(Beginning of Available data)

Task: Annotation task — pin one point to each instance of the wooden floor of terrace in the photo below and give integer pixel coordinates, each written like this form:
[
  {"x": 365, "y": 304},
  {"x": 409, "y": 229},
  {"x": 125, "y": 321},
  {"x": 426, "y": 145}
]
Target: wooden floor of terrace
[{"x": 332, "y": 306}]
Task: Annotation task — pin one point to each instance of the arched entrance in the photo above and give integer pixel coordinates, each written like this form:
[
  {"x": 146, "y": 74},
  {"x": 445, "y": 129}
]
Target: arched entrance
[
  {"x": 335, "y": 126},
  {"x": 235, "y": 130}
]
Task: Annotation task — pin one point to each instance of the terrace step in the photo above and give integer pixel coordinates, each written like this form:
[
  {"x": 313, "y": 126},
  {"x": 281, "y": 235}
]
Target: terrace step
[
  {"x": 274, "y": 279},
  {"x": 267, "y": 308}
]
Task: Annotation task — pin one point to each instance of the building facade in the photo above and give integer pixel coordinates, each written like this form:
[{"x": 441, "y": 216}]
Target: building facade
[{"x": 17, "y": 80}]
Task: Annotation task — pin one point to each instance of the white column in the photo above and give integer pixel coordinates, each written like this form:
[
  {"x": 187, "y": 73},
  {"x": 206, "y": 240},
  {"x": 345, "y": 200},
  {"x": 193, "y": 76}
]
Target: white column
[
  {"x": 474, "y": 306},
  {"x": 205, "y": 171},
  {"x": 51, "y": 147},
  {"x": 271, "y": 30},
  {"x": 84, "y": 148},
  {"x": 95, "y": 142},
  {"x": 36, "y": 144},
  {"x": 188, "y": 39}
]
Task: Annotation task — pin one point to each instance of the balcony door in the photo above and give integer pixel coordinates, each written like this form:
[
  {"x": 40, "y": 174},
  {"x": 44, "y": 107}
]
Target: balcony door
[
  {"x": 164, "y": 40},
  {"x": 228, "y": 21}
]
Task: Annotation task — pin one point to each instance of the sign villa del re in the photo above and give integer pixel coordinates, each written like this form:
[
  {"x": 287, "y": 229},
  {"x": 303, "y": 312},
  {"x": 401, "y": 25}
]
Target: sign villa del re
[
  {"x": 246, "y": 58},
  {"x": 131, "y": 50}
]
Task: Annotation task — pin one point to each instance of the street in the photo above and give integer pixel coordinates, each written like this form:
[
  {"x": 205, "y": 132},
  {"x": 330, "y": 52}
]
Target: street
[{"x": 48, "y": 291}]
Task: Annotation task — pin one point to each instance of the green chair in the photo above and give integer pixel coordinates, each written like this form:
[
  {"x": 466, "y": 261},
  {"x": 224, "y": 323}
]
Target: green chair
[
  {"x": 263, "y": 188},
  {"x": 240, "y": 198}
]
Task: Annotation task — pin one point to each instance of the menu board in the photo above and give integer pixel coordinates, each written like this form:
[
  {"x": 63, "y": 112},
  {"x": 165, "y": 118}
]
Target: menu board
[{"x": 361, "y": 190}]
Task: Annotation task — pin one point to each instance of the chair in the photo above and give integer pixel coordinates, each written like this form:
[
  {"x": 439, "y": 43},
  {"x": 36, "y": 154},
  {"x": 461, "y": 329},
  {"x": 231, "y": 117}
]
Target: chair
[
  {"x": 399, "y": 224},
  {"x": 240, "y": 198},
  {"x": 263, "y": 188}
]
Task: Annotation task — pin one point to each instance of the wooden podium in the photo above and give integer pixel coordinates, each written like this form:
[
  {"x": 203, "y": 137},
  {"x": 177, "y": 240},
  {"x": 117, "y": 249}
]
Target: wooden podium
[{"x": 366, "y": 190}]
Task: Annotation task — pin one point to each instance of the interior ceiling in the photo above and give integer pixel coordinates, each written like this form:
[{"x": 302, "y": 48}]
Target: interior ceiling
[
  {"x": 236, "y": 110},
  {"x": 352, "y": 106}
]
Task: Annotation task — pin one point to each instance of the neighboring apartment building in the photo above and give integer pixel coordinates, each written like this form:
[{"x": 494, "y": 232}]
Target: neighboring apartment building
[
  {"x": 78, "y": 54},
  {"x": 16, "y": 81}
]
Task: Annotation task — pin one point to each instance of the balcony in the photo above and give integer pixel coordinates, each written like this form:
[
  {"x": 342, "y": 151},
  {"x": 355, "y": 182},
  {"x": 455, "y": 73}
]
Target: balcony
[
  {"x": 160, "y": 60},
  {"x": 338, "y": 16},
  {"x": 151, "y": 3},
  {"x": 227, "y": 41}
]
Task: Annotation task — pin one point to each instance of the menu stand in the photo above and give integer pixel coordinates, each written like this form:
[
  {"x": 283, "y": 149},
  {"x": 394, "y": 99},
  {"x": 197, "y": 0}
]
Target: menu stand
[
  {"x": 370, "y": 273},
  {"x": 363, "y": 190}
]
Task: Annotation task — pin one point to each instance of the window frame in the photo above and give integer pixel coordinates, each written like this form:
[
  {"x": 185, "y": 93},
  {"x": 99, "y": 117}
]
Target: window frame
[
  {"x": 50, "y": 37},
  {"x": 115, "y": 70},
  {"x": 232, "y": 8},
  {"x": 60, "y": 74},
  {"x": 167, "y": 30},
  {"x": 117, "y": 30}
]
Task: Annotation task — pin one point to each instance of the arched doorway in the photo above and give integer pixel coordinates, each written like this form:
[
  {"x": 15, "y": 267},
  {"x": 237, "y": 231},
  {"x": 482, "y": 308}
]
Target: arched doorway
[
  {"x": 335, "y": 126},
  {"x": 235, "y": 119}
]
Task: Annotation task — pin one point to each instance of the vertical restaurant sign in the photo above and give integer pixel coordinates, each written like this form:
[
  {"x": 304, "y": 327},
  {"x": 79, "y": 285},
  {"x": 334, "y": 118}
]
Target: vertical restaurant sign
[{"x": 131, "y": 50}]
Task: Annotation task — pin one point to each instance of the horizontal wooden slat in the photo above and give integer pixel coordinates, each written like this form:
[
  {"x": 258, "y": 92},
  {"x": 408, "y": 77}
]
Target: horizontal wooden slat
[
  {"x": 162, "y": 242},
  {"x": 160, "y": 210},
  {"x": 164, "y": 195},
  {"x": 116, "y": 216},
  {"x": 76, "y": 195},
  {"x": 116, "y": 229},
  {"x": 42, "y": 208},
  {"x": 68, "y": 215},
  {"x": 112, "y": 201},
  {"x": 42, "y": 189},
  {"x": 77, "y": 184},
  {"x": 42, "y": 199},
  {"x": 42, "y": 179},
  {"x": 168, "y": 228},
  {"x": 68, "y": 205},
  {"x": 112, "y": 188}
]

(End of Available data)

Task objective → Every record above should be written out exactly.

Answer to the exercise →
Task: Annotation task — pin one point to each instance of the wooden floor of terrace in the photo below and give integer pixel coordinates, each written like this form:
[
  {"x": 365, "y": 304},
  {"x": 409, "y": 229},
  {"x": 125, "y": 321},
  {"x": 426, "y": 145}
]
Target: wooden floor of terrace
[{"x": 332, "y": 306}]
Task: Annotation task — pin one point to each instance of the arched entrance in the photo above and give integer pixel coordinates, each written like this form:
[
  {"x": 146, "y": 74},
  {"x": 445, "y": 129}
]
Target: arched entrance
[
  {"x": 335, "y": 126},
  {"x": 235, "y": 130}
]
Task: Annotation task — pin one point to each instance of the terrace step in the photo above and give integer pixel coordinates, each written like this form:
[
  {"x": 313, "y": 126},
  {"x": 281, "y": 235}
]
Target: terrace step
[
  {"x": 274, "y": 279},
  {"x": 267, "y": 308}
]
Task: Annotation task — pin one point to each instance of the building facade in the photo above and give integer pixel coordinates, each written like this form:
[{"x": 441, "y": 216}]
Target: building facade
[{"x": 17, "y": 80}]
Task: Annotation task — pin one point to each instance of the white column in the photo above and give integer pixel coordinates, each written like this form:
[
  {"x": 187, "y": 73},
  {"x": 206, "y": 240},
  {"x": 345, "y": 200},
  {"x": 193, "y": 76}
]
Target: white column
[
  {"x": 474, "y": 306},
  {"x": 205, "y": 171},
  {"x": 51, "y": 147},
  {"x": 271, "y": 30},
  {"x": 84, "y": 148},
  {"x": 95, "y": 142},
  {"x": 36, "y": 144},
  {"x": 188, "y": 39}
]
Task: Annotation task — pin one point to each instance of the balcony door in the photo above and give integer pixel coordinates, each written like this form:
[
  {"x": 40, "y": 174},
  {"x": 44, "y": 107}
]
Target: balcony door
[
  {"x": 164, "y": 40},
  {"x": 228, "y": 21}
]
Task: Annotation task — pin one point to each instance of the sign villa del re in the photo above and give integer pixel coordinates, each written like this form:
[
  {"x": 287, "y": 229},
  {"x": 303, "y": 312},
  {"x": 401, "y": 25}
]
Target: sign villa del re
[
  {"x": 246, "y": 58},
  {"x": 131, "y": 50}
]
Task: Annotation task — pin one point to each instance of the street in the photo above and give integer pixel coordinates, each written like this form:
[
  {"x": 205, "y": 132},
  {"x": 330, "y": 52}
]
Target: street
[{"x": 48, "y": 291}]
Task: Annotation task — pin one point to each instance of the green chair in the photo above and give integer pixel coordinates, each written like this form:
[
  {"x": 466, "y": 261},
  {"x": 224, "y": 323}
]
Target: green chair
[
  {"x": 263, "y": 188},
  {"x": 240, "y": 198}
]
Task: Annotation task — pin one point to each instance of the menu board in the photo above and give integer pixel coordinates, each written like this form:
[
  {"x": 63, "y": 112},
  {"x": 165, "y": 118}
]
Target: menu board
[{"x": 361, "y": 190}]
Task: Annotation task — pin one point to each instance of the chair in the photo above and give integer pixel coordinates, each written like this form:
[
  {"x": 439, "y": 43},
  {"x": 36, "y": 154},
  {"x": 461, "y": 329},
  {"x": 231, "y": 117}
]
Target: chair
[
  {"x": 399, "y": 224},
  {"x": 240, "y": 198},
  {"x": 263, "y": 188}
]
Task: Annotation task — pin one point to each instance of the wooden podium in the photo above and give integer pixel coordinates, each written like this form:
[
  {"x": 203, "y": 137},
  {"x": 177, "y": 240},
  {"x": 117, "y": 249}
]
Target: wooden podium
[{"x": 366, "y": 190}]
Task: Annotation task — pin one point to each instance of the interior ceiling in the photo above and give integer pixel coordinates, each written like this form:
[{"x": 302, "y": 48}]
Target: interior ceiling
[
  {"x": 236, "y": 110},
  {"x": 352, "y": 106}
]
Task: Annotation task — pin one point to each instance of the neighboring apartment building in the photo above and give integer pixel coordinates, each written like this form:
[{"x": 494, "y": 232}]
Target: neighboring apartment building
[
  {"x": 78, "y": 54},
  {"x": 16, "y": 81}
]
Task: Annotation task — pin one point to each instance of the balcony in the photo above and give integer pixel coordinates, each written like this form:
[
  {"x": 342, "y": 151},
  {"x": 355, "y": 182},
  {"x": 455, "y": 73}
]
Target: balcony
[
  {"x": 160, "y": 60},
  {"x": 338, "y": 16},
  {"x": 151, "y": 3},
  {"x": 227, "y": 41}
]
Task: Annotation task — pin one point to each instance of the menu stand in the photo above and give integer pixel coordinates, each written like this form:
[
  {"x": 283, "y": 149},
  {"x": 394, "y": 99},
  {"x": 197, "y": 0}
]
Target: menu stand
[
  {"x": 370, "y": 273},
  {"x": 363, "y": 190}
]
Task: Annotation task — pin one point to each instance of the window frame in the photo above and give integer pixel coordinates, each written like this form:
[
  {"x": 185, "y": 93},
  {"x": 99, "y": 117}
]
Target: window frame
[
  {"x": 50, "y": 37},
  {"x": 115, "y": 70},
  {"x": 232, "y": 8},
  {"x": 60, "y": 74},
  {"x": 167, "y": 30},
  {"x": 117, "y": 30}
]
Task: Annotation task — pin one point to each instance of the arched doorway in the photo above and give integer pixel coordinates, each written like this form:
[
  {"x": 15, "y": 267},
  {"x": 237, "y": 231},
  {"x": 482, "y": 308}
]
Target: arched doorway
[
  {"x": 335, "y": 126},
  {"x": 235, "y": 119}
]
Task: Annotation task — pin one point to each instance of the vertical restaurant sign in the photo above and give integer pixel coordinates, each written like this form:
[
  {"x": 304, "y": 327},
  {"x": 79, "y": 285},
  {"x": 334, "y": 118}
]
Target: vertical restaurant sign
[{"x": 131, "y": 50}]
Task: Annotation task — pin one point to each instance of the horizontal wooden slat in the photo above and give integer pixel coordinates, each written like this form:
[
  {"x": 258, "y": 92},
  {"x": 408, "y": 77}
]
Target: horizontal wooden slat
[
  {"x": 162, "y": 242},
  {"x": 160, "y": 210},
  {"x": 164, "y": 195},
  {"x": 116, "y": 216},
  {"x": 76, "y": 195},
  {"x": 116, "y": 229},
  {"x": 42, "y": 208},
  {"x": 68, "y": 215},
  {"x": 112, "y": 201},
  {"x": 42, "y": 189},
  {"x": 77, "y": 184},
  {"x": 42, "y": 199},
  {"x": 42, "y": 179},
  {"x": 168, "y": 228},
  {"x": 68, "y": 205},
  {"x": 112, "y": 188}
]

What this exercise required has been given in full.